---------- Available data

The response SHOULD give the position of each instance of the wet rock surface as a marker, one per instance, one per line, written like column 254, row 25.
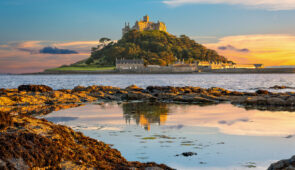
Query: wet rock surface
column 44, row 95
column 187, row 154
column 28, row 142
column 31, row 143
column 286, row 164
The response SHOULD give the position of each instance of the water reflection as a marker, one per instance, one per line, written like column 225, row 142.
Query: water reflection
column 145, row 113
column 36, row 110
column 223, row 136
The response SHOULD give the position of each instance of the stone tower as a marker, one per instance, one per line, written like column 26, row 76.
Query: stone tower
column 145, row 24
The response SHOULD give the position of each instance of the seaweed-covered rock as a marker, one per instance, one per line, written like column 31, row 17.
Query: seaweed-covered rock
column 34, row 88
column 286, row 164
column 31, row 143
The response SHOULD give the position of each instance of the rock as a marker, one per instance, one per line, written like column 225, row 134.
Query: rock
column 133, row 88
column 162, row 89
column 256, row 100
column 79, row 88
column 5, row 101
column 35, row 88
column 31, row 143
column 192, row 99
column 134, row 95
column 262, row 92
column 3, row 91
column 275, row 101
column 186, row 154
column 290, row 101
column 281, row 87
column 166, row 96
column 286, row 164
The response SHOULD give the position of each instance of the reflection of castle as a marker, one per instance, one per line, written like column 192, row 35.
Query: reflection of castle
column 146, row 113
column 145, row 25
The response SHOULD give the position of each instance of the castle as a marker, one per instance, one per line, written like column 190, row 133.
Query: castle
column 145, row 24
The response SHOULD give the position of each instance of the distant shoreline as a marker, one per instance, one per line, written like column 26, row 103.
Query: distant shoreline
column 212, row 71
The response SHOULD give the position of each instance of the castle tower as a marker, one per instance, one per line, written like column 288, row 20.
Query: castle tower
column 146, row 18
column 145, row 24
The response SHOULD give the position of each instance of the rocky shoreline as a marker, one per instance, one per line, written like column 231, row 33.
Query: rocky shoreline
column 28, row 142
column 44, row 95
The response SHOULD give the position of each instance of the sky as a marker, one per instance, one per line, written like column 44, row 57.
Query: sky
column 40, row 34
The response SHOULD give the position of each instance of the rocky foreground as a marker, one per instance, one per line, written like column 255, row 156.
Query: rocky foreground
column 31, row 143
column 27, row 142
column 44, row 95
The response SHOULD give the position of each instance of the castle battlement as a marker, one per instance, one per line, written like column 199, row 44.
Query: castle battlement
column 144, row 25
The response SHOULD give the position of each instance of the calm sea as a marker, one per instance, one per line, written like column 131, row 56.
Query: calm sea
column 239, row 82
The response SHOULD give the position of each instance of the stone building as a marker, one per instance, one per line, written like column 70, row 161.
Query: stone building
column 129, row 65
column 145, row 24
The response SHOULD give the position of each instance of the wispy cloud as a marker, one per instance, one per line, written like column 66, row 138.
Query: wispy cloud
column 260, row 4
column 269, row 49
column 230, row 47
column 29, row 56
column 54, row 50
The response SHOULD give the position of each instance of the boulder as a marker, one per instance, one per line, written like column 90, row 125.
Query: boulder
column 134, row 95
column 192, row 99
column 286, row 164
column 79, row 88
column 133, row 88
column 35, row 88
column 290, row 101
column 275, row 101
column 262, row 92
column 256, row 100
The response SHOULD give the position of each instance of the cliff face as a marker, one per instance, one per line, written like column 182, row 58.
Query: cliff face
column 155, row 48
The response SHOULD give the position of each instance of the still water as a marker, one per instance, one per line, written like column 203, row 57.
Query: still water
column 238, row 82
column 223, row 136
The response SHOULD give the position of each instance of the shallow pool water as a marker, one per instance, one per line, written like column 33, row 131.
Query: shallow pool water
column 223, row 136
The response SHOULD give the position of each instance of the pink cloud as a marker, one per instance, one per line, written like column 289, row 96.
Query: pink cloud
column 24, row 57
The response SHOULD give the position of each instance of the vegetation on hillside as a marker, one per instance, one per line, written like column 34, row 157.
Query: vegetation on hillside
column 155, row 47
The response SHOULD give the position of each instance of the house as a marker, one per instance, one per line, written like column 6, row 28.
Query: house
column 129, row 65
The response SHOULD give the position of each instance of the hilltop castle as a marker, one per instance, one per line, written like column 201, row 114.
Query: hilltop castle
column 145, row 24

--------------------
---------- Available data

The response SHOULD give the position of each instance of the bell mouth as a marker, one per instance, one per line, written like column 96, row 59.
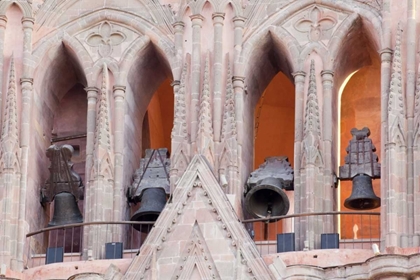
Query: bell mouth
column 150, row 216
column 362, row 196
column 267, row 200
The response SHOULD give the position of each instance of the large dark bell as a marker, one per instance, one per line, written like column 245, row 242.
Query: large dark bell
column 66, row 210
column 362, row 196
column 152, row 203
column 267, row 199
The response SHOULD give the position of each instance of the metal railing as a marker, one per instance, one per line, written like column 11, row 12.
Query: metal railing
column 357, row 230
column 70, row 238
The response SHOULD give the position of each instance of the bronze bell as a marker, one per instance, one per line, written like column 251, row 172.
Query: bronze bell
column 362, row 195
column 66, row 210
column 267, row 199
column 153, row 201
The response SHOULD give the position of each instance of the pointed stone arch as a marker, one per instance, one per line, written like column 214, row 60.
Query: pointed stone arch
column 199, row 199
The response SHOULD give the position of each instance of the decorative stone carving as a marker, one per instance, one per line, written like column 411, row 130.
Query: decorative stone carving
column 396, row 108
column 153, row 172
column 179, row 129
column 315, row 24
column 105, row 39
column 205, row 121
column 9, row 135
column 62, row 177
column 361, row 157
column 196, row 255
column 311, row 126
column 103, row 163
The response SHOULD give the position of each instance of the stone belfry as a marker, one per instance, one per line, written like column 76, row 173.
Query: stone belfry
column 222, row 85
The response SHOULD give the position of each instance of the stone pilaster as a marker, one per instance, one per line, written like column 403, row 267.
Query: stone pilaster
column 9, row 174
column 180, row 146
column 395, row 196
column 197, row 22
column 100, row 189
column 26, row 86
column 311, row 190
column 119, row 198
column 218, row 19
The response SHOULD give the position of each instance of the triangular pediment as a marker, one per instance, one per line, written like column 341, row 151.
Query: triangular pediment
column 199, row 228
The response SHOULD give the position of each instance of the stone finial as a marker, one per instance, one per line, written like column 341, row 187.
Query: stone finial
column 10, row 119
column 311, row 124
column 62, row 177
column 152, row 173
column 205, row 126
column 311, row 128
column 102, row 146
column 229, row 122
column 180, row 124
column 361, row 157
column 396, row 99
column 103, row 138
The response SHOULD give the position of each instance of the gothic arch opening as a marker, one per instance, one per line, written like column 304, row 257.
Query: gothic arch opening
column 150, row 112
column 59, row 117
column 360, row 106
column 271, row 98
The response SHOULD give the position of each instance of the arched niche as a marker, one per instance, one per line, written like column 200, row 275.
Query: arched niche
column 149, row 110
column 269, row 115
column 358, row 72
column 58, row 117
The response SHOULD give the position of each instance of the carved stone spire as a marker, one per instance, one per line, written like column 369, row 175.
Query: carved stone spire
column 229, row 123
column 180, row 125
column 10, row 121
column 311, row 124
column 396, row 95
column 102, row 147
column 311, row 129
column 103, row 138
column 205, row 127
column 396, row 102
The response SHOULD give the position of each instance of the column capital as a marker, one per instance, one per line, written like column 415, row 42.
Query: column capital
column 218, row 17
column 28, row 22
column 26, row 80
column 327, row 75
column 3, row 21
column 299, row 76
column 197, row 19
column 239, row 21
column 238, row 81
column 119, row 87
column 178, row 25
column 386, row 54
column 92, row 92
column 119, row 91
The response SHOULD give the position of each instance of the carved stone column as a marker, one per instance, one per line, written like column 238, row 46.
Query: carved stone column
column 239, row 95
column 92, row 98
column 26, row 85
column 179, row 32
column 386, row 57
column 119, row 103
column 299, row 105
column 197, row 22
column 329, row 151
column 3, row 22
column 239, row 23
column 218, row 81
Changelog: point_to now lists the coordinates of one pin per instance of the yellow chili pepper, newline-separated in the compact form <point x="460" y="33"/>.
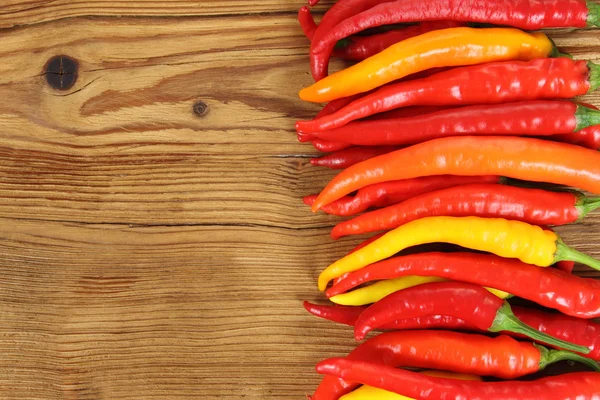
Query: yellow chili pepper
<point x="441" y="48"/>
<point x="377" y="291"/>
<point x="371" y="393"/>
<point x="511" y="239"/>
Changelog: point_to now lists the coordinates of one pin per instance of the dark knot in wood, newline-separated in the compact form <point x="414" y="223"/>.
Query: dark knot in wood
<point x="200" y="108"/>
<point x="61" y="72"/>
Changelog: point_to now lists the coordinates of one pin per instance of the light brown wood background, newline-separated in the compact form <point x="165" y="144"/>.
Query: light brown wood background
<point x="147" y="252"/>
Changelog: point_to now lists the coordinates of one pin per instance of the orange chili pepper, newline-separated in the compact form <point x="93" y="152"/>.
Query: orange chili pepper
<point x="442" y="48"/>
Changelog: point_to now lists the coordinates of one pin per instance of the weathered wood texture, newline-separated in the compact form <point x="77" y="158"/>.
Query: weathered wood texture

--------------------

§ **What the task asks**
Search the records line by line for the word "separated" and copy every line where it appears.

§ **Exercise answer**
Changelog: point_to now lists the coordinates of one pin per instance of the yellow chili pepper, newline-separated in the compact form <point x="460" y="33"/>.
Changelog: point_to now lists the coordinates of one pin per instance of the dark knot in wood, newline-separated in the compact form <point x="414" y="223"/>.
Changelog: point_to now lists the coordinates of one pin per instance of the light brown wood background, newline-separated in the compact form <point x="165" y="144"/>.
Changelog: point_to now lists the coordinates of one pin per instance of the orange chili pepper, newline-separated in the compact form <point x="93" y="152"/>.
Changelog: point_to now lists the coordinates of one pin per instance of the weathered wood texture, newline-separated in the compact form <point x="77" y="158"/>.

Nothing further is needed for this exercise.